[Opening SELECTED PASSAGE section]
While we play our false roles as kings and queens of the world, maya assaults us with an insurmountable succession of miseries birth, death, disease, and old age which ultimately drag us down, dashing all of our hopes for mundane glory. In the kingdom of maya we may find opposing regimes erecting fortifications, amassing military might, and vying for control of contested territories; but maya can smash these aspirations at any moment and prove that neither party has the power to defy Krsna's jurisdiction.
Actually, we are always poised at the edge of destruction, war or not, since none of us can foresee how long our life in this present body will last. We may make all sorts of physical preparations for World War 111, digging bomb shelters or whatever, but we may not live to enjoy our handiwork, having died of a heart attack from the exertion. The most substantial preparation possible is to become God conscious Krsna conscious now.
Being Krsna conscious means we must learn to live out our lives in a way that will please the Lord. According to the Vedic teachings, this entails approaching a bona fide spiritual master and submissively inquiring from him about the science of Krsna. Such a spiritual master can engage one in bhakti-yoga, or service to Krsna, which begins with chanting the Hare Krsna mantra and following the basic regulative principles of spiritual life, namely abstinence from meat-eating, illicit sex, gambling, and intoxication. By these simple processes one can know the Lord in truth, cross over the miseries of this temporary world, and go back home, back to Godhead.
These teachings of Lord Krsna's peace formula, as explained by Srila Prabhupada and offered to everyone by the International Society for Krishna Consciousness, are admittedly simple proposals for solving a complex problem. They have been available to the Western world since 1966, but they have been largely ignored by top-level policy makers, owing to our modern society's "secular" orientation. Godless politicians have not been able to afford even an experimental investigation into the application of these principles in society, and yet their own exertions seem to be offering us no relief from the dilemmas they are pledged to resolve. History has shown their attempts for peace to be nothing more than a flimsy charade of false promises.
[Closing SELECTED PASSAGE section]
(AIM OF THE EXERCISE):
Answer these questions from the passage on Krsna consciousness:
(a) What four miseries does maya assault us with?
(b) What four things do the basic regulative principles of spiritual life require abstinence from?
(c) Since what year have these teachings been available to the Western world?
[Opening DATA EXTRACT section]
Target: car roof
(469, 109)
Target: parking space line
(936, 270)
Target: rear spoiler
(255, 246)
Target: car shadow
[Closing DATA EXTRACT section]
(ANSWER FOR THIS EXERCISE):
(a) Birth, death, disease, and old age.
(b) Meat-eating, illicit sex, gambling, and intoxication.
(c) 1966.